Stored data
******

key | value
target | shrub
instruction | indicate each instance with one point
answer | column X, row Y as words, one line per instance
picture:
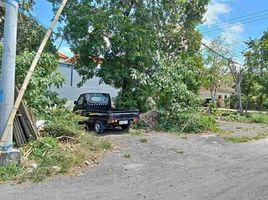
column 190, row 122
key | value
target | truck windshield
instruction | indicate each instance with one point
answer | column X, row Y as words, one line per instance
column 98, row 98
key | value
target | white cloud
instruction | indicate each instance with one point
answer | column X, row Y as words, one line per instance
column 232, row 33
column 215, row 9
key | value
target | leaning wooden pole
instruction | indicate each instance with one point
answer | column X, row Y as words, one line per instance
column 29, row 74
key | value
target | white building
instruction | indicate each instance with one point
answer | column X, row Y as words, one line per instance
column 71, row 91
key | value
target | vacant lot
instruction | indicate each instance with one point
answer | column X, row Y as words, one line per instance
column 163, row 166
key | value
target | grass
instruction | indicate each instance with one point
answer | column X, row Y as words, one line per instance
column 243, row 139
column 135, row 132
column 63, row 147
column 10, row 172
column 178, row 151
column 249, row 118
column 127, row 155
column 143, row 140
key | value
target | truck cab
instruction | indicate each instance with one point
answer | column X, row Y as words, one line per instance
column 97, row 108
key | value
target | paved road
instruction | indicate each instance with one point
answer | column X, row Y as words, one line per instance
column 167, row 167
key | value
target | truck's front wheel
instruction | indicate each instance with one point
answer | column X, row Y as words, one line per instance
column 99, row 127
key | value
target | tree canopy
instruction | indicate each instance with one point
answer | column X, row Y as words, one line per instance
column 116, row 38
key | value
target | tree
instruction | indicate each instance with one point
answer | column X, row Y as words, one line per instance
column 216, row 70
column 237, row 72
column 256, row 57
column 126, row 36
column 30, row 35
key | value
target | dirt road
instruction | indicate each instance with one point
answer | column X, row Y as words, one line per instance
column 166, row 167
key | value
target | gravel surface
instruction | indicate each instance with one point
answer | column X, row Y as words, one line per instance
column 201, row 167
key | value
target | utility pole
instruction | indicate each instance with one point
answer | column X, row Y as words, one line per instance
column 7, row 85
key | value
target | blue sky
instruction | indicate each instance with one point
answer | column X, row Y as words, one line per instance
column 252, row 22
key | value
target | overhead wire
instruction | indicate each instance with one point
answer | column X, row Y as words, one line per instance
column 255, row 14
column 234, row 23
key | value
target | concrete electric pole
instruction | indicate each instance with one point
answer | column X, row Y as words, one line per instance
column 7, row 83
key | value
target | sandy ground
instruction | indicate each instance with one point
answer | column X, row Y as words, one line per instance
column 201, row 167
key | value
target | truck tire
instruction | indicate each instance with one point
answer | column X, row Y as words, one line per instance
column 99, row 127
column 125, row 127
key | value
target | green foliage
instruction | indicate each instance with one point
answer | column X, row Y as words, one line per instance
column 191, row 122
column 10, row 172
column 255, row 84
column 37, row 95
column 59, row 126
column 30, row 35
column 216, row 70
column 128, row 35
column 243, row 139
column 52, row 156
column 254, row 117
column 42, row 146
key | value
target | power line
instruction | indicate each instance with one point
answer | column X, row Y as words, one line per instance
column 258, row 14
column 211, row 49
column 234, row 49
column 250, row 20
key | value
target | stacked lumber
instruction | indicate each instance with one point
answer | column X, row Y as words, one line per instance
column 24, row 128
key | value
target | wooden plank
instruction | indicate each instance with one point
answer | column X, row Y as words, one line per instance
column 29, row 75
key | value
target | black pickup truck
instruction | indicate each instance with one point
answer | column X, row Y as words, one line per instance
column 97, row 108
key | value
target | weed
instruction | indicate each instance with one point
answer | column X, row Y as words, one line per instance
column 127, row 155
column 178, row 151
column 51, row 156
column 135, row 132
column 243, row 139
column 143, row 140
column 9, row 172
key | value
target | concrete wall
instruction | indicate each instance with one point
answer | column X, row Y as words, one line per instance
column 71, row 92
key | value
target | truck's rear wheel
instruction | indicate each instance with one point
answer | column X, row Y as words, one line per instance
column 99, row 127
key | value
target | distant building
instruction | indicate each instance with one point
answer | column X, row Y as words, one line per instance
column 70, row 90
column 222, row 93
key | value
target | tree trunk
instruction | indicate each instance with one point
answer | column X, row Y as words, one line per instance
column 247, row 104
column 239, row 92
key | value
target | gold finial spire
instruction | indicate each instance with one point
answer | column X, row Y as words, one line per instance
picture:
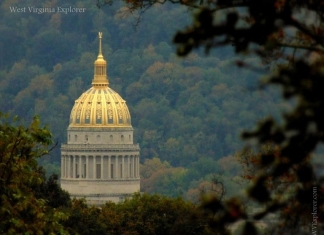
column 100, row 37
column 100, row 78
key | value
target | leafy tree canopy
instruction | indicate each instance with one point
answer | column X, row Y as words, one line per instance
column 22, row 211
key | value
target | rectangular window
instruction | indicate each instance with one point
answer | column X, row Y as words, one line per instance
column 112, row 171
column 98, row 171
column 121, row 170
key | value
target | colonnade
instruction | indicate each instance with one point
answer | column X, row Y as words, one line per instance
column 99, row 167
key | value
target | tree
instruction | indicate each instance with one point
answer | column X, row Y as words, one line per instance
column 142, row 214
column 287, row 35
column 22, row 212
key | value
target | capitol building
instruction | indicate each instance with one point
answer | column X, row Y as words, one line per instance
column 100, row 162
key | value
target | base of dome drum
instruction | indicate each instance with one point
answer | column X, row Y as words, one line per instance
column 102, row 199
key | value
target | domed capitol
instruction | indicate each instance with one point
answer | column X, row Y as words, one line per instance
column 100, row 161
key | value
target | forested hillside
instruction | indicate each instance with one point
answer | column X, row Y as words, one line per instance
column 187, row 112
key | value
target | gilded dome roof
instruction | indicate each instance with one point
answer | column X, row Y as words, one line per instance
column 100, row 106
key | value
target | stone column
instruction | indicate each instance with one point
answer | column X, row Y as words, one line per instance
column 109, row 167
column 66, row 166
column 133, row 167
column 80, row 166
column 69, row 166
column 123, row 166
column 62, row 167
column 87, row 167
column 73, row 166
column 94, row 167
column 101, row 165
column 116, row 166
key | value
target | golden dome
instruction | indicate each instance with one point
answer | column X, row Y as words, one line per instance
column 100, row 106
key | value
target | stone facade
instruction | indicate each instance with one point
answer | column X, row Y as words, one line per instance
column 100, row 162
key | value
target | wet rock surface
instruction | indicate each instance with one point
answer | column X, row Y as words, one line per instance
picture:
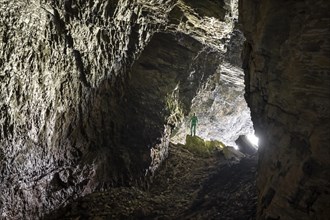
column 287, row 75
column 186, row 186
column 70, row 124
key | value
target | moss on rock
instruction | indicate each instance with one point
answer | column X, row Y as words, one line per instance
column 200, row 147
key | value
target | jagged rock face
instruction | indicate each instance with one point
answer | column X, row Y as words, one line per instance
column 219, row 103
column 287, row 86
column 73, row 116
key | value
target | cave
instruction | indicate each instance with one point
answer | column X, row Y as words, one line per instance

******

What needs to be done: Rewrite the rows from the start through the line containing "column 215, row 9", inclusive, with "shrub" changed to "bush" and everything else unchanged. Leave the pictures out of your answer.

Correct result:
key | value
target | bush
instruction | indicate each instance with one point
answer | column X, row Y as words, one line per instance
picture:
column 190, row 122
key | value
target | truck windshield
instruction | indicate each instance with one point
answer | column X, row Y as words, one line per instance
column 98, row 98
key | value
target | white cloud
instruction | indicate each instance with one point
answer | column X, row Y as words, one line per instance
column 232, row 33
column 215, row 9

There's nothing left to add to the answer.